◆ Source extract ◆
=== Section Start ===

40.1. Checking ligand fit to a receptor
Grid may be used after a novel ligand has been designed and fitted to its receptor. The ligand-receptor system will probably have been modelled and relaxed by molecular mechanics. A Grid map is then prepared using a water Probe with close-spaced grid points (eg: NPLA=5). The whole ligand-receptor complex is the Target, but directives TOPX... BOTY are used to restrict the computations to the region near the ligand itself.
The Grid map is then searched for places at which water molecules have NOT been displaced by the ligand from the site. These remaining waters should all be making appropriate hydrogen-bonding contacts to the atoms of the ligand, or to the receptor, or to neighbouring water molecules. However, it often happens that water molecules could be trapped in hydrophobic regions between the ligand and receptor molecules, at places where they cannot make appropriate hydrogen bonds. It is not easy to detect this possibility without using Grid.
These trapped waters are unfavourable and tend to destabilise ligand binding. The design of the ligand molecule should therefore be modified, so that the unfavourably trapped water molecules will be displaced when the new modified ligand binds.
40.2. Organised water
The representation of water as a HETATM ' O2 ' is particularly appropriate when the displacement of bound and organised water is being studied. The Type of a water ' O2 ' is automatically adjusted by Programme GRIN, in order to take account of the hydrogen bonding interactions which the water is already making. The Types of the other Target atoms (ie: their JTYPE values) and the Types of the other ' O2 ' waters are also adjusted, so that a complete water shell can be constructed round the Target, in which all the hydrogen bonds will be mutually compatible.
40.3. The design of mutant proteins
Consider a Protein of known three-dimensional structure with a glutamate residue at a certain position in the sequence. It is decided that a mutant might be prepared, with a lysine instead of the glutamate. However the question arises: "what will be the conformation of the lysine side chain".

=== Section End ===

◆ What you will do ◆
A) Reproduce word for word the passage of the Grid excerpt that starts with the words containing "40.1. Checking ligand" and ends with "the ligand itself.".
B) List every numbered section heading in the Grid excerpt, including its number.
Rely only on the Grid excerpt, not on outside knowledge.

◆ Stored data ◆
=== Section Start ===

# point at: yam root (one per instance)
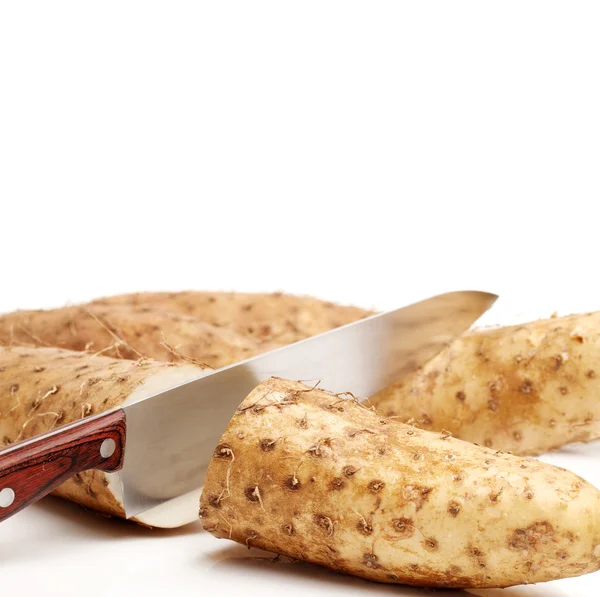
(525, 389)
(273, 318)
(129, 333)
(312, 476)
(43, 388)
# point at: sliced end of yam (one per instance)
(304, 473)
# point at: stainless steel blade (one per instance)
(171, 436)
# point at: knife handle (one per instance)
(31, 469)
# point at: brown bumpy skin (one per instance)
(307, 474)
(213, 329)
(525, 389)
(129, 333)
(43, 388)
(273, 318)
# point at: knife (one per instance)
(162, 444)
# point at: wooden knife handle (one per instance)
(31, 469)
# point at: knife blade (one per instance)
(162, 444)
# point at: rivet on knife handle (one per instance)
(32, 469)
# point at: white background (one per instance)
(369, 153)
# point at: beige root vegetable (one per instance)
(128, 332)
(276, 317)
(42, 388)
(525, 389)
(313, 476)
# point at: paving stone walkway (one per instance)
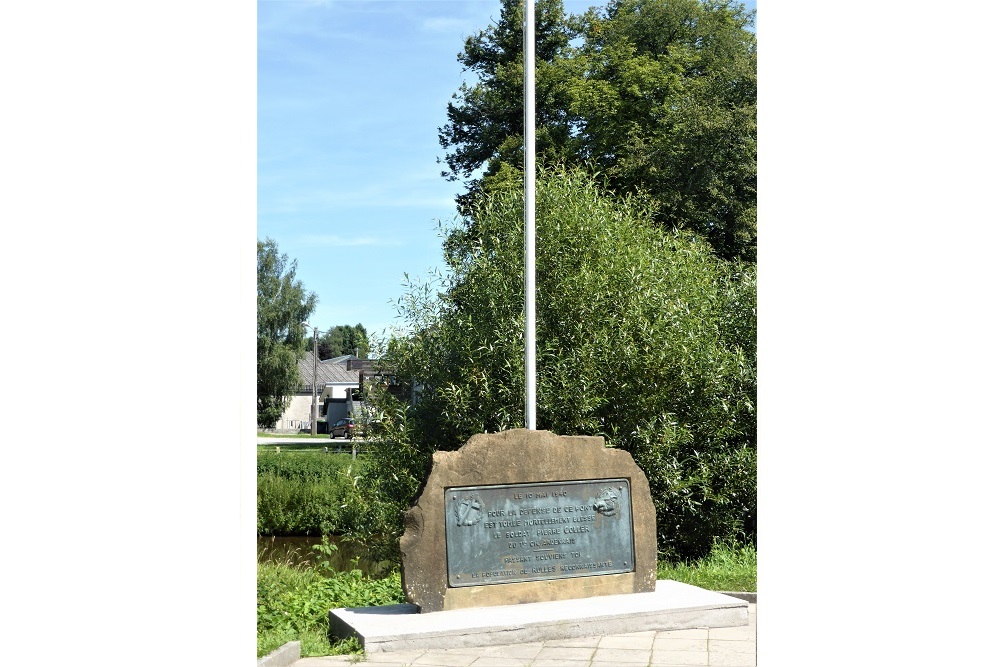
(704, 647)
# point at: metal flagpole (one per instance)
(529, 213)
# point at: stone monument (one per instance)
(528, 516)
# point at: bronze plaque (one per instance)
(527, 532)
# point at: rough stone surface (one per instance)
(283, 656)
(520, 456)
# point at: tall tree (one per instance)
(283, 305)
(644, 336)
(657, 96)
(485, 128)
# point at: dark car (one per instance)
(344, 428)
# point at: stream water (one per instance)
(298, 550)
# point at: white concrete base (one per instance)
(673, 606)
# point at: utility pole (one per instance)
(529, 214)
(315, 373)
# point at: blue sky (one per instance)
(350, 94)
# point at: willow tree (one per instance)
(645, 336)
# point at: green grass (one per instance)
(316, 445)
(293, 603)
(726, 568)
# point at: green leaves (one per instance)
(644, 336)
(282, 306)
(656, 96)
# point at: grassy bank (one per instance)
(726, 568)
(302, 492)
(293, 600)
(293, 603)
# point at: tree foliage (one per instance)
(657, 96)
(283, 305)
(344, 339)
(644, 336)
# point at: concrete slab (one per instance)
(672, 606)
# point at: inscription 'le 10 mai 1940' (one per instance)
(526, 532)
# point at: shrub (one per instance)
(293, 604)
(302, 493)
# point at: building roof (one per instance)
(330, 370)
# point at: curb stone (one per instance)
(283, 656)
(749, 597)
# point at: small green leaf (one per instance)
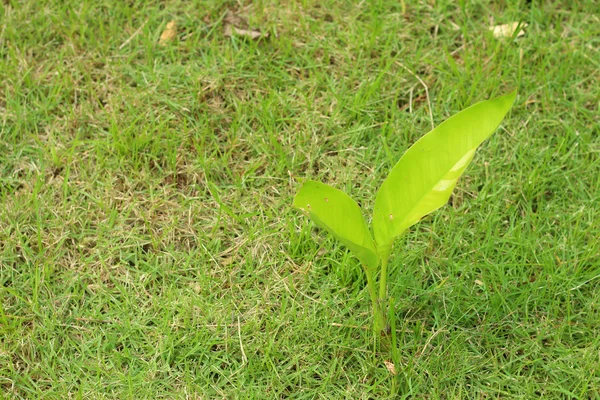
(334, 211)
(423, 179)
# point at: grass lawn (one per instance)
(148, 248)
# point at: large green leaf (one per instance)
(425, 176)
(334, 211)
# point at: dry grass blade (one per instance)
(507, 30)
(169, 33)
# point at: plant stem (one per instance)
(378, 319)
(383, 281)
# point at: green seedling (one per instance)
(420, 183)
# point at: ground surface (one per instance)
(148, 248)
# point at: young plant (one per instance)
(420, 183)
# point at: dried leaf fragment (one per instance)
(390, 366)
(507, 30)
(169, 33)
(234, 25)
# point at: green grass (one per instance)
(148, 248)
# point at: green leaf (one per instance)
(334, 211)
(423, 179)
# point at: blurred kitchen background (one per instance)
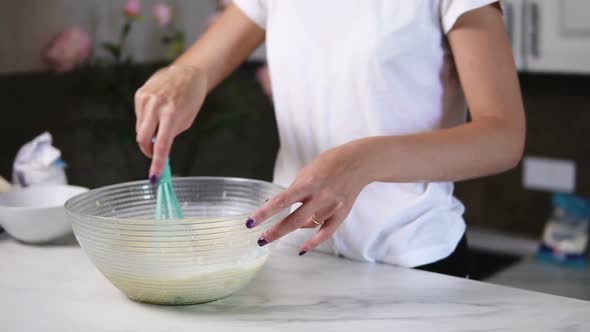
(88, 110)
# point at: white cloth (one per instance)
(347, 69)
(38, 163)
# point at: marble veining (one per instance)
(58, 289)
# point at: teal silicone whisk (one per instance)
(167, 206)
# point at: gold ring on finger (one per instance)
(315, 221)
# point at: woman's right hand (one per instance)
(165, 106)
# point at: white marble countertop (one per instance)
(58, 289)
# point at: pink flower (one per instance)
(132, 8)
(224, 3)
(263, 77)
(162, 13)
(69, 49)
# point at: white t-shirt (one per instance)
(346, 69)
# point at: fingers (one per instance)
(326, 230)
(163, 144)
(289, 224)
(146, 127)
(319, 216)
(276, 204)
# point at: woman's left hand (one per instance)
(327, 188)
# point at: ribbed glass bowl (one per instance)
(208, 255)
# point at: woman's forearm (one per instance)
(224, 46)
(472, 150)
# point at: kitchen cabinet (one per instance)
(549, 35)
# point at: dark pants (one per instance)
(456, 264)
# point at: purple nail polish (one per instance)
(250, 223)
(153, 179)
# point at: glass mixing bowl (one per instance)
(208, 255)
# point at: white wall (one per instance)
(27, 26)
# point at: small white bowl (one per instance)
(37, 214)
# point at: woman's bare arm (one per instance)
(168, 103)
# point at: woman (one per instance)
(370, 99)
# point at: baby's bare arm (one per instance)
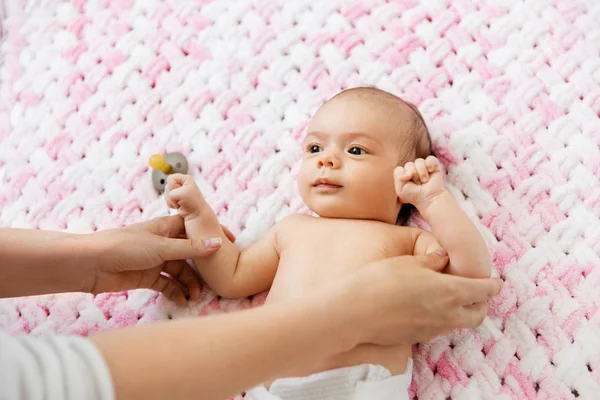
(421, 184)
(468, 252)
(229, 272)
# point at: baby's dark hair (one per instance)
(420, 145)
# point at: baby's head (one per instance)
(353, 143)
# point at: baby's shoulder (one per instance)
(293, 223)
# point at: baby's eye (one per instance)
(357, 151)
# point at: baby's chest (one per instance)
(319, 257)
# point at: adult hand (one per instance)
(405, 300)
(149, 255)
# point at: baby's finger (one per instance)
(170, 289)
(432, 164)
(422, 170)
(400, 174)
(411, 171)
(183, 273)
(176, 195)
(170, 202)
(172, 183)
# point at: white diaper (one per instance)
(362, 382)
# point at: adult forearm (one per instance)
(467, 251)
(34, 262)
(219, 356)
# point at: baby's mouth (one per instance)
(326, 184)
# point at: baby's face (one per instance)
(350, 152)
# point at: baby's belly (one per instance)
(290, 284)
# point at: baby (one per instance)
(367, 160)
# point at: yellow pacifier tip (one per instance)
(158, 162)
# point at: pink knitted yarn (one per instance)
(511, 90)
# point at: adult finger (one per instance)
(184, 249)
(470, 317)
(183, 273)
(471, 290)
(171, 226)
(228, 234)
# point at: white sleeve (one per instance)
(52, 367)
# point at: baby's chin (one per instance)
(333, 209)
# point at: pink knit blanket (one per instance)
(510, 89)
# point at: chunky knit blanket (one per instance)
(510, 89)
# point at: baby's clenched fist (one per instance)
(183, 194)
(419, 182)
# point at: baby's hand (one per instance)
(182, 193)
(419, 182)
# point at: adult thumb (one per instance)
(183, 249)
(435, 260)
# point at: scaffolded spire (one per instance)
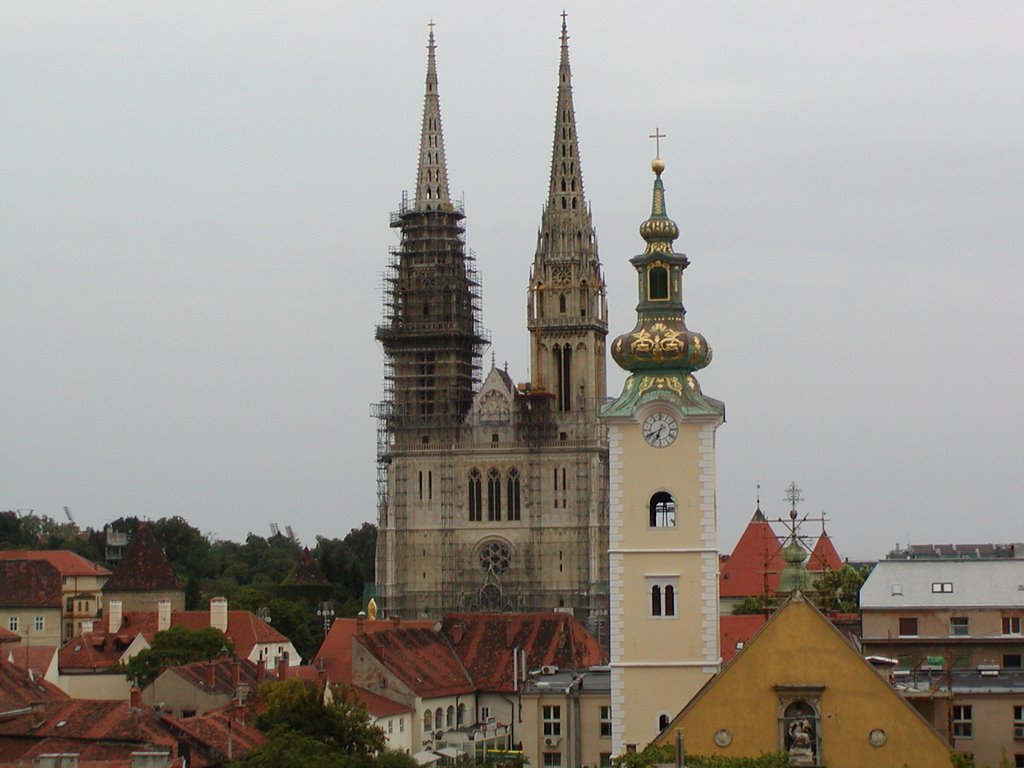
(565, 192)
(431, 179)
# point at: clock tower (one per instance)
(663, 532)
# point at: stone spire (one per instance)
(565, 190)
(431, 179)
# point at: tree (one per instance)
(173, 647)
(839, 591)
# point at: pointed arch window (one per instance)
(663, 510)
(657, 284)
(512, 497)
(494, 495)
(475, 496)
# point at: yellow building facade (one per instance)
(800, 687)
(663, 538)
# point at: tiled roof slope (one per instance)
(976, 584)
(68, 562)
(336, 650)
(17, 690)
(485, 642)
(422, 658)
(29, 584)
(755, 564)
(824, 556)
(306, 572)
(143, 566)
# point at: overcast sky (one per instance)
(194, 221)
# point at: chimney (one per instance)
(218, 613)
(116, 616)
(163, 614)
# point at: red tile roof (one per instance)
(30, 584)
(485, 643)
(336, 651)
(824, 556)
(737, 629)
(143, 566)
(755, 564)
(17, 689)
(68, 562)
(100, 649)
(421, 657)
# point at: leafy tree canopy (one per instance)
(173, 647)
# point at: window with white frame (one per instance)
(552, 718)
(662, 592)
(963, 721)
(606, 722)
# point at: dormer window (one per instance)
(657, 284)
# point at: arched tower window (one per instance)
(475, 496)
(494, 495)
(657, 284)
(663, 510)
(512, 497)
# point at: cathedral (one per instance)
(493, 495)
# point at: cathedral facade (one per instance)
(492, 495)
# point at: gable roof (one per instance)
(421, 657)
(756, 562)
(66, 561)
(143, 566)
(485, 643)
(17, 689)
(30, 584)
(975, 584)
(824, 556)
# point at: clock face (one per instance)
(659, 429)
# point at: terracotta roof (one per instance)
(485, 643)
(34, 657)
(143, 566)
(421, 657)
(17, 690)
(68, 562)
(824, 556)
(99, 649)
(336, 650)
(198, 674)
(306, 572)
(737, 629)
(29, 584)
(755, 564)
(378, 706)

=== Section End ===

◆ Solved problems ◆
A)
40.1. Checking ligand fit to a receptor
Grid may be used after a novel ligand has been designed and fitted to its receptor. The ligand-receptor system will probably have been modelled and relaxed by molecular mechanics. A Grid map is then prepared using a water Probe with close-spaced grid points (eg: NPLA=5). The whole ligand-receptor complex is the Target, but directives TOPX... BOTY are used to restrict the computations to the region near the ligand itself.

B)
40.1. Checking ligand fit to a receptor
40.2. Organised water
40.3. The design of mutant proteins